(Материал из набора точечной разметки)
* * * * * * * * *

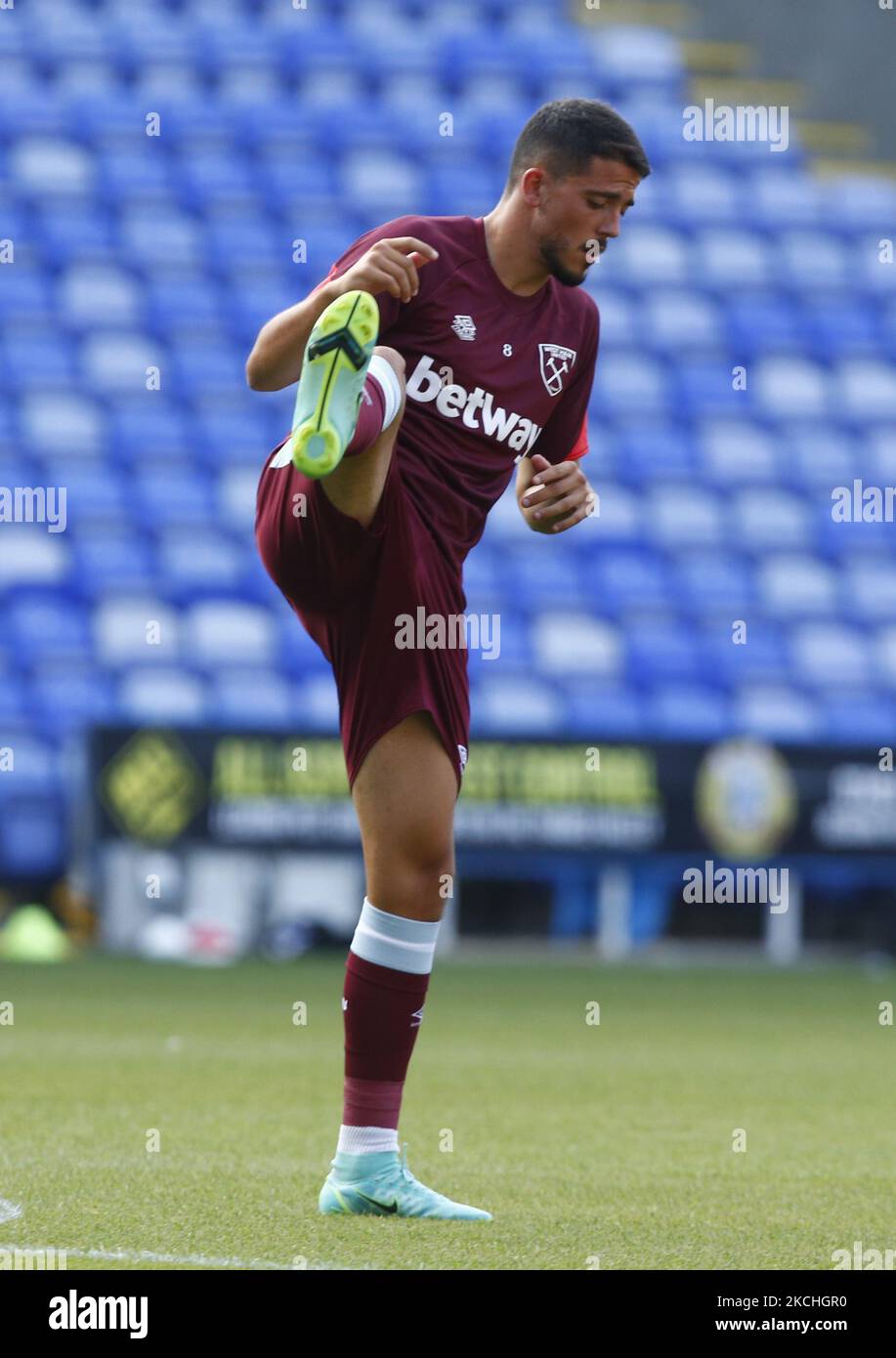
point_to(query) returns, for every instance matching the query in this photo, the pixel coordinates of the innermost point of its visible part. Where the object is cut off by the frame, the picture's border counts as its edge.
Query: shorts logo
(463, 327)
(555, 362)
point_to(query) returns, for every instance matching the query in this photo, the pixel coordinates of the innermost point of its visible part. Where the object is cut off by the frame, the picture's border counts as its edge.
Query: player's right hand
(390, 267)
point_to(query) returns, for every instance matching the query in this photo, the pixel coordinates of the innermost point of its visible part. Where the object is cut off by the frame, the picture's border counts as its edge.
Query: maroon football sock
(370, 411)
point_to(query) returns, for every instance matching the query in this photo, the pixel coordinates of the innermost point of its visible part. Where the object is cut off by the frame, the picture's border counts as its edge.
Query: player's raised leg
(358, 483)
(405, 794)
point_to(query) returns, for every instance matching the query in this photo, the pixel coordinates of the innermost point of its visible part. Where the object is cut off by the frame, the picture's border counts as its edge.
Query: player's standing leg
(405, 796)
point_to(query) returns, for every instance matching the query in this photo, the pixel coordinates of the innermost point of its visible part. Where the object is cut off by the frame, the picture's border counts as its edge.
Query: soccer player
(368, 508)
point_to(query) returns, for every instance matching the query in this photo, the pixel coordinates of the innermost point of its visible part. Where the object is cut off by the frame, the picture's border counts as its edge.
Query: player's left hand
(565, 498)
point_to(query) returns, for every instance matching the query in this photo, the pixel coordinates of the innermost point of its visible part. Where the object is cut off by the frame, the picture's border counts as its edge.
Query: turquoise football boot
(337, 356)
(387, 1188)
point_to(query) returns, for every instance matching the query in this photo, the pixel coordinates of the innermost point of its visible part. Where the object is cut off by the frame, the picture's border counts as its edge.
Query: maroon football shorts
(349, 587)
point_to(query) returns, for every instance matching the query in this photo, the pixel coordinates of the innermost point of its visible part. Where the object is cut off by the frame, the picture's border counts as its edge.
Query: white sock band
(396, 941)
(358, 1141)
(389, 383)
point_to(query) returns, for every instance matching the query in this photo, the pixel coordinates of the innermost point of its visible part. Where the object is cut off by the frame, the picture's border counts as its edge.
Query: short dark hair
(565, 135)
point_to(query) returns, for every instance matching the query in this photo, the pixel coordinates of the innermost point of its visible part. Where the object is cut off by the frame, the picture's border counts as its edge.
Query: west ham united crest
(555, 364)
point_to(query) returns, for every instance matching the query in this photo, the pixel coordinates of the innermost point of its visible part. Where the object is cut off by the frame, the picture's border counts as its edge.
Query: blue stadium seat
(147, 696)
(689, 712)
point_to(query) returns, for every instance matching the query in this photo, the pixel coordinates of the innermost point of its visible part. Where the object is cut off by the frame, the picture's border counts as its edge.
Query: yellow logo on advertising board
(746, 797)
(152, 786)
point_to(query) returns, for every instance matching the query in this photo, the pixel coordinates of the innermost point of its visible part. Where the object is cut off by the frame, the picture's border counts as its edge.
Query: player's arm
(553, 497)
(390, 265)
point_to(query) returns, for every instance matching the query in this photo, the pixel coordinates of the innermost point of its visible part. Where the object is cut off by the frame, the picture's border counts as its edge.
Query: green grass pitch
(593, 1144)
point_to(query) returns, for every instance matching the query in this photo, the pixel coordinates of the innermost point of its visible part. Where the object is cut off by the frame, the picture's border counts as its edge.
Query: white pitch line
(149, 1256)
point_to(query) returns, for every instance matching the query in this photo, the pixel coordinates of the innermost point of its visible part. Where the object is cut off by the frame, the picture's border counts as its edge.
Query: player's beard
(551, 249)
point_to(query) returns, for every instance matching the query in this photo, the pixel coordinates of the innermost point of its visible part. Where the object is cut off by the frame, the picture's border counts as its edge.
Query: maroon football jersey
(491, 375)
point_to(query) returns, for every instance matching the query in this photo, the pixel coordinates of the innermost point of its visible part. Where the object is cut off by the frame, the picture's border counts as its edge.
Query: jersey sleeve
(390, 307)
(565, 435)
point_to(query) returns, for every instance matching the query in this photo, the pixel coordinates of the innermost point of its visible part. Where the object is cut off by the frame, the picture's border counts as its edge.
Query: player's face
(578, 215)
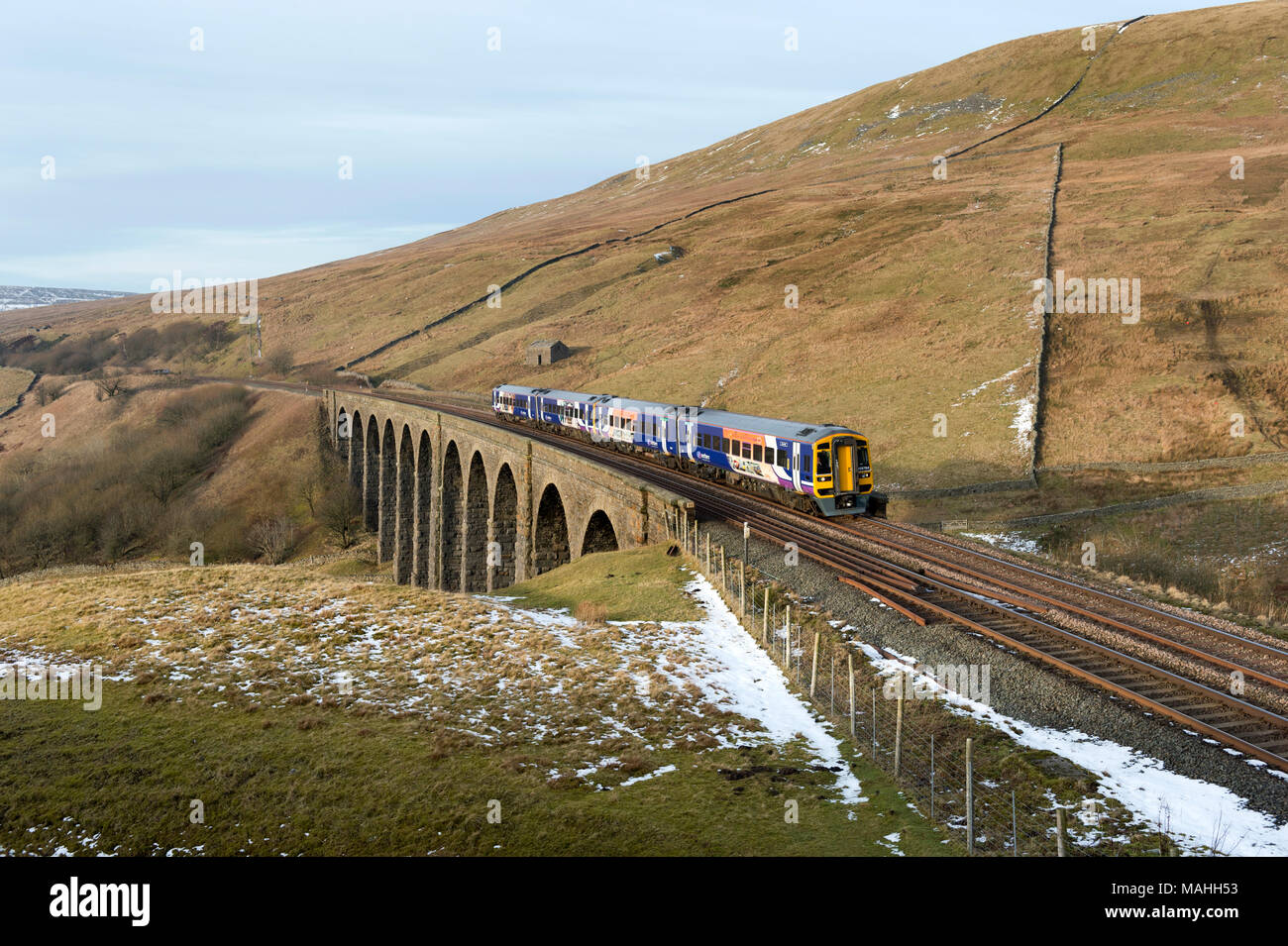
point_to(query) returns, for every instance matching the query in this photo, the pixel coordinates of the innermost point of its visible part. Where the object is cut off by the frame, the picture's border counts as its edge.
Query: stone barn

* * * * * * * * *

## Задание
Какие строки материала содержат слово «logo»? Выпишите каждую из них целиком.

## Результат
Query: shorts logo
Query: yellow logo on advertising board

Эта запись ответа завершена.